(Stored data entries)
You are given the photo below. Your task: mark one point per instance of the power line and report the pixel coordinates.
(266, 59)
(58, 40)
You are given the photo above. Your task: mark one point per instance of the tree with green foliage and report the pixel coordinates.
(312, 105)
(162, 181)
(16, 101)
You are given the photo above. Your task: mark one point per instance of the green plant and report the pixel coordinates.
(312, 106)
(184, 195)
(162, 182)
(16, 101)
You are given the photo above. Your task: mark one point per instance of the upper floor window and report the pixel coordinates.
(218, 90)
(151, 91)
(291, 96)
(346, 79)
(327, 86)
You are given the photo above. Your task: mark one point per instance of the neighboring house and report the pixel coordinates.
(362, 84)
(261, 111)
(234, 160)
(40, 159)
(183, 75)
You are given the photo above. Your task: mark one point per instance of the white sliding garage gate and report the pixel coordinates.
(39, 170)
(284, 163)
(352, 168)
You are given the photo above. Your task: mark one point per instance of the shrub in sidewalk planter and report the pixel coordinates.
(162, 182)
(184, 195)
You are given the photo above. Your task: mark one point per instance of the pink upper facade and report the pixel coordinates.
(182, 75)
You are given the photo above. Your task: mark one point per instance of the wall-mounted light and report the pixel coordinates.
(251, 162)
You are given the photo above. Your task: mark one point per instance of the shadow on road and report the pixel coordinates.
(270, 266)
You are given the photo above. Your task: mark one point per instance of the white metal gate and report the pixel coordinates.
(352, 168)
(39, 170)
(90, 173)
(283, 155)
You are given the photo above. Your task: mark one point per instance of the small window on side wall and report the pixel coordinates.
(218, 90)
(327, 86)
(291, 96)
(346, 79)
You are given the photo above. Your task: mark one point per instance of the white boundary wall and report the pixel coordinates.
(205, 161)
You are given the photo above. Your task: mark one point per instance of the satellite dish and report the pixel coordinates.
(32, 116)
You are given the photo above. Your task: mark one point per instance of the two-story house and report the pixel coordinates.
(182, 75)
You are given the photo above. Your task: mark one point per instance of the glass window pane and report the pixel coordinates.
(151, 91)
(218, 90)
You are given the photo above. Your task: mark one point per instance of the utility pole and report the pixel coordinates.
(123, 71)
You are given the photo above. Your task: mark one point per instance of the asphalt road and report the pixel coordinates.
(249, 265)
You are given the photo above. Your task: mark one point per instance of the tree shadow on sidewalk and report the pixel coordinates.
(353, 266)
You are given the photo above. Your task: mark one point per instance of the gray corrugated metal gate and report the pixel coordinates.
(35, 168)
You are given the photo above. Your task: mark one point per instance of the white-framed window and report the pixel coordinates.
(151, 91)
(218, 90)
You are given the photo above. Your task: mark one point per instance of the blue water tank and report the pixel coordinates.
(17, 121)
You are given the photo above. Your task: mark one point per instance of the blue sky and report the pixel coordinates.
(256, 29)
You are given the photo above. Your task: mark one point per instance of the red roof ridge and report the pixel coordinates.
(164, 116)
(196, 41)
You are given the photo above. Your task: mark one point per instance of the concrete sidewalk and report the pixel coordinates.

ASSIGNED TASK.
Please set down each of the entries above exactly as given.

ANSWER AREA.
You are given the photo below. Your task: mark one point per instance of the power line and report the pixel coordinates.
(266, 59)
(58, 40)
You are given the photo above. Your task: mark one point per instance of the tree with green foliage and report the pixel coordinates.
(312, 105)
(162, 181)
(16, 101)
You are given the photo above. Your task: mark one point per instance of the green plant and report the pixel coordinates.
(312, 106)
(184, 195)
(162, 182)
(16, 101)
You are given the photo above. Your task: mark one point per instance of the upper floor window and report the pixel coordinates.
(218, 90)
(151, 91)
(291, 96)
(346, 79)
(327, 86)
You are given the photo above. Your task: mark one point per instance of the neighboring house and report the pixel coordinates.
(362, 84)
(261, 111)
(234, 160)
(40, 159)
(183, 75)
You are given the photo above. Your task: mark one point per instance of the white sliding garage gate and report the pixel coordinates.
(39, 170)
(284, 163)
(352, 168)
You are given the photo above. Your task: mark one point per instance of the shrub in sidewalk planter and report the pixel coordinates.
(162, 182)
(184, 195)
You are given the photo above. Your task: mark one point per instance of the pink upper facade and report the pixel coordinates.
(182, 75)
You are given the photo above. Your task: mark one point per instance of the wall-mounted light and report the pixel coordinates.
(251, 162)
You are given the photo above. Your task: mark one point per instance of the shadow on road and report the pixel coordinates.
(270, 266)
You are given the photo above. Your task: mark one point per instance of the white metal gate and report the pixel coordinates.
(352, 168)
(39, 170)
(90, 173)
(283, 155)
You are given the photo above. Your task: mark one point per instance of the small window on side wall and report the pixel coordinates.
(218, 90)
(327, 86)
(291, 96)
(346, 79)
You are given the photo above. Your task: mark one point per instance of the white boundary wall and report the pixel coordinates.
(205, 161)
You are given the photo above. Your task: mark one point per instance of the satellite dish and report the pixel coordinates.
(32, 116)
You are given the photo above. Your task: mark one point per instance of the two-story house and report the pixel coordinates.
(182, 75)
You are given the photo above. Your task: mark one point per instance of the glass window pane and report the pixel coordinates.
(151, 91)
(218, 90)
You are given the photo above. Your task: mark one point per instance of the utility pole and report the pixel coordinates.
(123, 71)
You are given the photo above. Your task: mark one point per instance of the asphalt road and report the pixel coordinates.
(249, 265)
You are given the photo above. Your task: mark one point per instance of the tree shadow on sidewalk and report the pixel coordinates.
(353, 266)
You are given the photo above. Your task: mark one point per instance of the gray corrugated metal gate and report the pixel coordinates.
(35, 168)
You are given the photo above. Your task: mark one point per instance of the white-framed window and report the pixel coordinates.
(151, 91)
(218, 90)
You are given the photo above. Your task: mark one point per instance of the blue water tank and report the pixel coordinates.
(17, 121)
You are given the photo above. Your task: mark one point per instance of the blue sky and report the pixel coordinates.
(256, 29)
You are given the photo above. Your task: mark one point per instance of the red roof ridge and report the pixel coordinates.
(164, 116)
(196, 41)
You are given the photo above. Your task: mark one point per instance of the concrete sidewalk and report the pixel coordinates.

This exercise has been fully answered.